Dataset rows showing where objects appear
==========
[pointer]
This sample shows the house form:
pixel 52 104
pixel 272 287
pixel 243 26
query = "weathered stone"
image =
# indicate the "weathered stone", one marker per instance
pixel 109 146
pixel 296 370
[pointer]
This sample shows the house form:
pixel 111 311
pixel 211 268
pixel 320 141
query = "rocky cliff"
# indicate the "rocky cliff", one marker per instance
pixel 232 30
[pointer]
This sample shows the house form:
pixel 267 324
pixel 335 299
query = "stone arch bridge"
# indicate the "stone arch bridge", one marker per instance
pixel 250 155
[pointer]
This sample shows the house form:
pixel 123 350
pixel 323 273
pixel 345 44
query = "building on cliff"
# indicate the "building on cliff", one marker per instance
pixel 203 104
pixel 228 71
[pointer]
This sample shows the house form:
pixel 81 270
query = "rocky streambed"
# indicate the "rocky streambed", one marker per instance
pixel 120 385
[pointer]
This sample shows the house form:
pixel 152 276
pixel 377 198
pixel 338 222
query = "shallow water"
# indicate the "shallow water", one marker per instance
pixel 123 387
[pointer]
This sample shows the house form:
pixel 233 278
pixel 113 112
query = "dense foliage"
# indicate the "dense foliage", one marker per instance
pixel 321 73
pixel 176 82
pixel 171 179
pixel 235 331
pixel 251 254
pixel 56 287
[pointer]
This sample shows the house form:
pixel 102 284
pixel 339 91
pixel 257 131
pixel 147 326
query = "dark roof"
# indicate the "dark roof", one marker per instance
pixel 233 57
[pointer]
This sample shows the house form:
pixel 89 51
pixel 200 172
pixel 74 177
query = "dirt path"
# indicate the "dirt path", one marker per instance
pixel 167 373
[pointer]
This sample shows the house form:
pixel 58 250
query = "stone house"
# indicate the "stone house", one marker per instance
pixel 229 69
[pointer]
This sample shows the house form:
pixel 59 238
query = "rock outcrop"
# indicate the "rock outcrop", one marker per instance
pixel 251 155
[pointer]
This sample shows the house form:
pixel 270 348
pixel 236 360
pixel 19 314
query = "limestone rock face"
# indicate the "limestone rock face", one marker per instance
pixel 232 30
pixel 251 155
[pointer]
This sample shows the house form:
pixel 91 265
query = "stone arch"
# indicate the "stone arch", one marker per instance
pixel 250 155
==========
## [Exercise details]
Please pull out the lines of the records starting at the first line and ending at the line that contains "pixel 296 370", including both, and reproduce them word for word.

## [Full solution]
[pointer]
This sample shows the house form:
pixel 52 104
pixel 272 287
pixel 243 26
query = "weathered stone"
image =
# indicate the "weathered stone", one marker per instance
pixel 109 146
pixel 296 370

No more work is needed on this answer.